*Your objective*:
Leaving out all images, return the entries below exactly.

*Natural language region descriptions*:

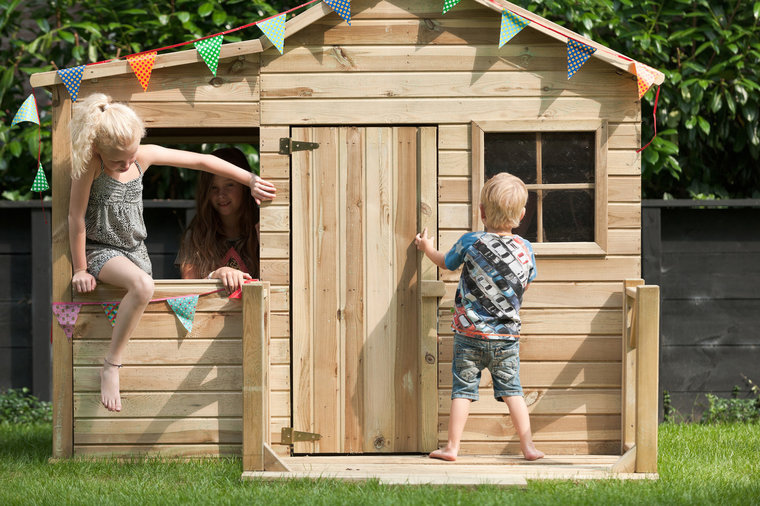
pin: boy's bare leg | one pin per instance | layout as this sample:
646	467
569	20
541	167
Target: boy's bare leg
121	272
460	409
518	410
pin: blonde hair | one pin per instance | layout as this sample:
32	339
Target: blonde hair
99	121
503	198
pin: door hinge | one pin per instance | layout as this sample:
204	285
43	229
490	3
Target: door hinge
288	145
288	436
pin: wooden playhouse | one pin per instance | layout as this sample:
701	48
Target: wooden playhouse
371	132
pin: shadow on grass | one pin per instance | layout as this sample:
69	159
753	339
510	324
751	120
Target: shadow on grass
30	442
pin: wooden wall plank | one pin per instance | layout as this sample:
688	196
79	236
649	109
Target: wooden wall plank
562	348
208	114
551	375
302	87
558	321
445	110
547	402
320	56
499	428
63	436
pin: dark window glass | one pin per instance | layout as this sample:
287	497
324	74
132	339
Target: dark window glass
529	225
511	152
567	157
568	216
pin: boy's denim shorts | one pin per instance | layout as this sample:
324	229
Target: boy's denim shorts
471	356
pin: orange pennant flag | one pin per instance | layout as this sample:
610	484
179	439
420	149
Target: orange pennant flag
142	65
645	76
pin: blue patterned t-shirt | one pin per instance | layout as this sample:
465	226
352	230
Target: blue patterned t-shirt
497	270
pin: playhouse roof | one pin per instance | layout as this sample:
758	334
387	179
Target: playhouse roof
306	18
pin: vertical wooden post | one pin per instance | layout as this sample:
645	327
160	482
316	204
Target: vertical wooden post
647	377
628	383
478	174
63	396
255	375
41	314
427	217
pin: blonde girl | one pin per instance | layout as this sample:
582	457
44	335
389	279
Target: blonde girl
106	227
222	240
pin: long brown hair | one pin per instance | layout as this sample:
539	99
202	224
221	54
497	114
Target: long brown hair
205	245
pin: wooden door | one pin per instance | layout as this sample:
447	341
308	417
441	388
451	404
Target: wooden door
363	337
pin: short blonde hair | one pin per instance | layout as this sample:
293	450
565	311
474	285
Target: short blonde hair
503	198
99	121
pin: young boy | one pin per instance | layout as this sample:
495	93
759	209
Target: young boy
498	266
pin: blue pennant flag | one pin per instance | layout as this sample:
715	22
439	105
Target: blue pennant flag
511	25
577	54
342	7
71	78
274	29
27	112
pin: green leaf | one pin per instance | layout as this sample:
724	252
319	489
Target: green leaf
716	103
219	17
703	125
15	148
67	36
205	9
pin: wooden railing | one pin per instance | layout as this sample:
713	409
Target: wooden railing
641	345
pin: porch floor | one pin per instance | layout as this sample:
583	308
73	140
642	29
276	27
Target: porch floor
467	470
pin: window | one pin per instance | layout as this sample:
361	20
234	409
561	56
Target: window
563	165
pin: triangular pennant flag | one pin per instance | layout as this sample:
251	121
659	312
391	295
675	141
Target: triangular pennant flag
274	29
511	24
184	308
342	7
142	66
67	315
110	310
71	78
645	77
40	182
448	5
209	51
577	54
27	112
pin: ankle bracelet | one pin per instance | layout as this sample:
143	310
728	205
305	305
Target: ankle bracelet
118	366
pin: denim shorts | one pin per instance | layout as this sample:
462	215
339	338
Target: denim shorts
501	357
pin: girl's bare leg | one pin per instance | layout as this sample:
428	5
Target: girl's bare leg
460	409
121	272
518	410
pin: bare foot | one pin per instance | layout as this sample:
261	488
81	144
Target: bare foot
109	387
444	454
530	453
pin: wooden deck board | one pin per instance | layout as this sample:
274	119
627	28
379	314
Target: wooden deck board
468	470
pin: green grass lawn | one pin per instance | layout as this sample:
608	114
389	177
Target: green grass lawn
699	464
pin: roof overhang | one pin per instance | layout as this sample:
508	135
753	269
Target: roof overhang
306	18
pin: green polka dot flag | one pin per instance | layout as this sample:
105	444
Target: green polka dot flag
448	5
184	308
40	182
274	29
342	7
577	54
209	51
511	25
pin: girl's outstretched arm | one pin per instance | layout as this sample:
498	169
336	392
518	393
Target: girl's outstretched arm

*The completed task*:
pin: boy's bare leg | one pin per instance | layout as this sample:
646	467
569	20
541	167
Target: boy's bare leg
121	272
460	409
518	410
pin: blonde hair | one pin per instance | layout as this sample:
32	339
Target: blonde hair
99	121
503	198
pin: door hinge | one pin per instance | layout as this sample:
204	285
43	229
490	3
Target: door hinge
288	145
288	436
pin: wooden playhouse | one pin per instance | layout as this sample:
701	48
Target: wooden playhouse
371	132
pin: shadow on grass | one pin per instance | layout as this sample:
69	159
753	339
510	324
751	120
Target: shadow on grass
30	442
pin: wooden wall plank | one pin per instance | layout as this sample:
688	196
79	236
649	109
Target: wooden wall plank
562	348
208	114
551	375
302	87
558	321
445	110
547	402
320	56
499	428
63	436
pin: dark window glass | one pin per instance | layout as this sample:
287	497
324	74
132	339
Target: dark window glass
529	225
511	152
567	157
568	216
pin: boy's denim shorts | one pin per instance | layout as this sample:
324	229
Target: boy's denim shorts
471	356
pin: orange pennant flag | one pin per instance | layout as this sample:
610	484
179	439
420	149
Target: orange pennant flag
142	65
645	76
pin: blue patterned t-shirt | one pin per instance | layout as this sample:
465	226
352	230
Target: blue patterned t-shirt
497	270
pin: playhouse roof | one pin per instance | layout as this sample:
758	334
387	179
Target: playhouse roof
306	18
pin: vertical wooden post | one pin per instance | layout as this sample:
645	327
160	482
316	204
Target: vertical wooden post
647	377
628	383
478	174
63	396
255	375
41	314
427	217
pin: blonde girl | one pin per instance | layout as this sample:
582	457
44	335
389	279
Target: blonde girl
106	227
222	240
pin: long brown hair | one pin per instance | layout as this sample:
539	99
202	224
221	54
497	114
Target: long brown hair
205	245
pin: wooden door | one pin per instance | layout as this sample:
447	341
308	417
441	388
451	404
Target: wooden door
363	337
pin: short blonde hair | one pin per instance | layout as this sample:
293	450
565	311
474	285
Target: short blonde hair
503	198
99	121
pin: young boy | one pin per instance | layout as this sample:
495	93
759	209
Target: young boy
498	266
pin: blue pennant flag | one pin per instance | layout as this sample:
715	22
439	105
Target: blue pennant flag
511	25
577	54
342	7
71	78
274	29
27	112
pin: green leaf | one pin per instance | layout as this sample:
724	252
319	489
Target: green leaf
716	103
219	17
703	125
15	148
67	36
205	9
pin: wooden railing | one pin per instance | layout as this sample:
713	409
Target: wooden railing
641	345
pin: porch floor | one pin per instance | layout as this sample:
583	308
73	140
642	29
276	27
Target: porch floor
467	470
pin: window | one pin per instance | layout as this sample:
361	20
234	409
561	56
Target: window
563	165
pin: triangular pennant flag | one pin per instance | layout as this sample:
251	121
659	312
391	295
675	141
Target: triangular pennant flag
274	29
511	24
184	308
342	7
142	66
67	315
110	310
71	78
645	77
40	182
448	5
209	51
577	54
27	112
pin: ankle bracelet | one pin per instance | layout as this sample:
143	310
728	205
305	305
Target: ankle bracelet
118	366
pin: denim shorts | one pin per instance | layout as this sample:
462	215
339	338
Target: denim shorts
501	357
pin: girl's bare leg | one pin per instance | layout as this sample:
428	5
Target: girl's bare leg
460	409
121	272
518	410
pin: bare foot | one pin per instance | layout as this sample:
261	488
81	144
Target: bare foot
109	387
444	454
530	453
pin: wooden deck board | one pin per instance | layout as this sample:
274	119
627	28
379	314
Target: wooden deck board
468	470
pin: green grass lawn | one pin per instance | layout as this sample:
608	114
389	177
Target: green grass lawn
699	464
pin: roof overhang | one pin per instance | layout as this sample:
508	135
753	269
Target: roof overhang
306	18
pin: green polka dot flag | one pin per instance | layout as this sample:
105	444
Target: green polka dot flag
448	5
184	308
40	182
274	29
342	7
577	54
209	51
511	25
pin: girl's outstretched arm | one pin per instance | layout as this sample:
498	169
336	392
518	393
Target: girl's outstretched arm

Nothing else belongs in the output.